Set out the items as a two-column CSV with the columns item_text and answer, from the line with "target: bundle of green herb" through the end of the items. Give one row per item, with its text and its answer each in a single quoted field and line breaks replaced by spaces.

* START PROVIDED DATA *

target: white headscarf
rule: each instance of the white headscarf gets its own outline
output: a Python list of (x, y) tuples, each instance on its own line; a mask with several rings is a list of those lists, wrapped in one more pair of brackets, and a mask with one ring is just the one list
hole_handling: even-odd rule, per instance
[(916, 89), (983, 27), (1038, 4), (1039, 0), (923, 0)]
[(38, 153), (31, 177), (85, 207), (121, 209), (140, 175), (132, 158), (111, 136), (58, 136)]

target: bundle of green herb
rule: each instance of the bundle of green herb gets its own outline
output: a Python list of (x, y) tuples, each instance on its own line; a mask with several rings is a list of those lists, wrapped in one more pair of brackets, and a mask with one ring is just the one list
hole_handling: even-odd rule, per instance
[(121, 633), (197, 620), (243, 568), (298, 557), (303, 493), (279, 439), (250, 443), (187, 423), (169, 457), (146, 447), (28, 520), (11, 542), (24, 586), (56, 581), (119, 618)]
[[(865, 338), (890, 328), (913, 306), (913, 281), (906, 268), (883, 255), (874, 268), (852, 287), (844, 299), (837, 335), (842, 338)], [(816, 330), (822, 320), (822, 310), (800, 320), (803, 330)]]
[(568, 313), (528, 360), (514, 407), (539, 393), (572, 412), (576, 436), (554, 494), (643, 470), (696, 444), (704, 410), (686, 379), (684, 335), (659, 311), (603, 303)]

* END PROVIDED DATA *

§ EXERCISE RESPONSE
item_text,answer
"target: bundle of green herb rule: each instance of the bundle of green herb gets its own outline output: a Python list of (x, y) tuples, each instance on its own line; a mask with several rings is a list of those lists, wrapped in one more pair of brackets, and a mask with one ring is just the one list hole_handling: even-odd rule, per instance","[(121, 633), (197, 620), (243, 568), (298, 557), (303, 493), (279, 439), (250, 443), (187, 423), (169, 457), (146, 447), (28, 520), (11, 542), (24, 586), (56, 581), (119, 618)] [[(865, 338), (890, 328), (913, 306), (913, 281), (906, 268), (883, 255), (874, 268), (852, 287), (844, 299), (837, 335), (842, 338)], [(816, 330), (822, 320), (822, 310), (800, 320), (803, 330)]] [(568, 313), (528, 360), (514, 407), (539, 393), (572, 412), (576, 436), (554, 494), (643, 470), (696, 444), (704, 410), (686, 379), (684, 335), (659, 311), (603, 303)]"